> _Document passage_
-*-
The Apex Legends competitive meta is a fickle beast. Valkyrie has reigned supreme since her release, but do you remember Gibraltar’s fall from grace? The once imperious wall of a man used to be in every esports team bar none, and now he’s lucky to even make an appearance in the ALGS. It could happen to anyone.

Wattson has seen a resurgence, and Newcastle has also found a niche place alongside her. Fuse and Mad Maggie often take their bickering into ALGS lobbies these days, and even Rampart sees some play at the highest level. Predicting who will be next to rise to the top, to rival the Valkyries and Horizons, is a near-impossible task, not only reliant on understanding the meta, but also forecasting future patches to the live service game.

One person who would be great at reading the signs is Catalyst. She’d draw from her tarot deck and stare at a stylised portrait of herself. Or nine swords or something, I don’t claim to be a tarot expert. The reason I’m so confident is that there’s one other way to predict the Apex Legends meta: watch whatever TSM is doing.

While it’s been proven that teams don’t copy TSM, the veterans of Apex esports are often one step ahead of the meta, at least in the NA region. The addition of coach Raven to their roster for Year 3 has cemented that, and the man who brought Fuse into favour has turned his area denial tactics to a new protege, Ms. Smith.

We chatted with Raven ahead of the ALGS Championship in the summer, when he was coaching EMEA side GMT, before the roster was acquired by Kansas City Pioneers. His advice helped GMT to place fifth at the Championship, the best result of any team in the region. Now, Raven’s TSM are dominating NA after a frustrating period of poor results. And they’re dominating with Catalyst.

Time for a few caveats. Firstly, they were dominating before they started using Catalyst. Secondly, they were not the first team to use her, just the most notable. Thirdly, Catalyst’s abilities still don’t work as intended at the moment. We can analyse the first two points not to take away that TSM is good because of Catalyst, but that they see potential in her. As for the final point, if she’s good now, what will she be like once her Dark Veil starts blocking scans as intended?

Catalyst’s abilities are all about denial. Denial of space, denial of knowledge, and even denial of abilities. Denying space is simple enough to comprehend; opposing teams have to play around her giant wall Ultimate ability. They can go through it, but they’ll be slowed and have their vision impaired – it’s a death sentence when appearing in front of the Catalyst team waiting on the other side.
-*-
> _Provided material_

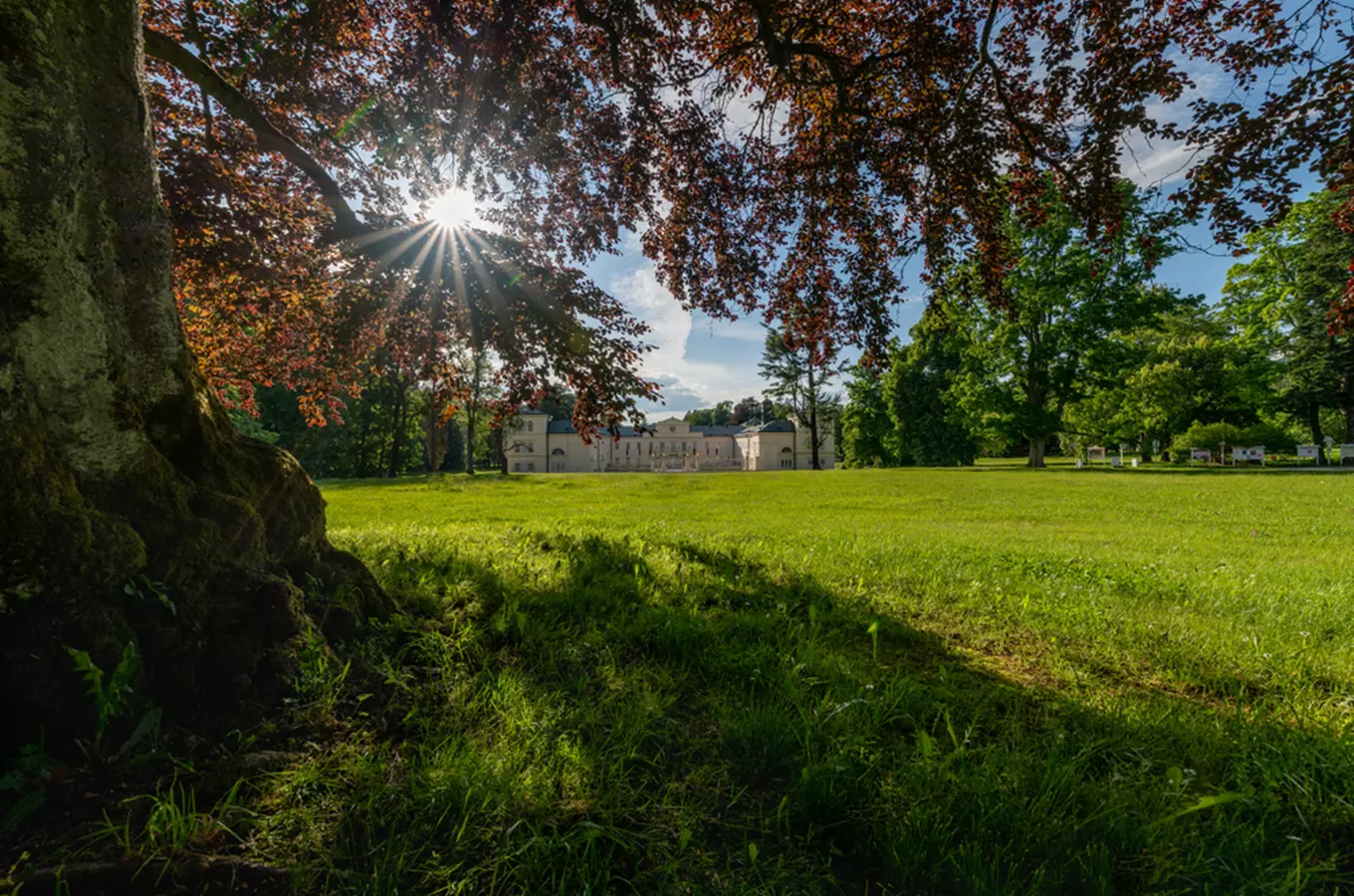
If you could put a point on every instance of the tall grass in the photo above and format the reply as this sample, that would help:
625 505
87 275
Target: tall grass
-*-
> _Directives_
**A.** Reproduce part of the Apex Legends article word for word, starting with "The Apex Legends competitive" and going on through "happen to anyone.".
**B.** Summarize the article on the Apex Legends competitive meta in two sentences.
**C.** Extend the Apex Legends article beyond its final paragraph.
The material shown after the Apex Legends article is separate from it.

> _Responses to the exercise_
**A.**
The Apex Legends competitive meta is a fickle beast. Valkyrie has reigned supreme since her release, but do you remember Gibraltar’s fall from grace? The once imperious wall of a man used to be in every esports team bar none, and now he’s lucky to even make an appearance in the ALGS. It could happen to anyone.

**B.** The Apex Legends competitive meta shifts unpredictably, and TSM, now coached by Raven, is often a step ahead of it in NA and is dominating with Catalyst. Catalyst's abilities center on denial of space, knowledge and abilities, most notably through a giant wall Ultimate that slows opponents who pass through it and impairs their vision.

**C.**
However, Catalyst can simultaneously defend the space behind a team. She can barricade the doors of a building like Caustic or Wattson, and her Tactical, Piercing Spikes, can block choke points or discourage teams from approaching from those angles. Even without her Dark Veil blocking scans as it should, these spikes act as a counter to Bloodhound teams, which often run a Bangalore so they can see through her smoke but opponents cannot. Firing spikes into this smoke not only identifies enemies if you hit them – by the damage numbers appearing over their heads – but discourages them from pushing in blindly.

Catalyst has her counters, but if an opponent wants to overexpose themself by Horizon Q-ing above the inky wall, then they’re welcome to do so. Just check out how TSM utilised a Catalyst/Horizon combination in this Series E endgame below, carefully placing the latter’s Ult to pull their opponents through the slowing ink and into zone. The final result was a comfortable win, and proof that Catalyst’s utility exists far beyond the basics that most of us have thought of.

Predicting the Apex meta is an impossible and unenviable task, and coaches like Raven – and others – put in countless hours of work and research to figure out which Legends might be a good fit for their teams, players, and specific tournaments. They sometimes have to go out on a limb or run counter-meta compositions, but mostly teams stick to the tried and tested. Being one step ahead of everyone else can give you a crucial advantage, and as we head towards the first LAN of Year 3, even the smallest advantage could be the difference between winning and losing.

Personally I think we’ll see safe plays come 2023, but if I had to put my money on one Legend shaking things up? I think it would be safe on Catalyst.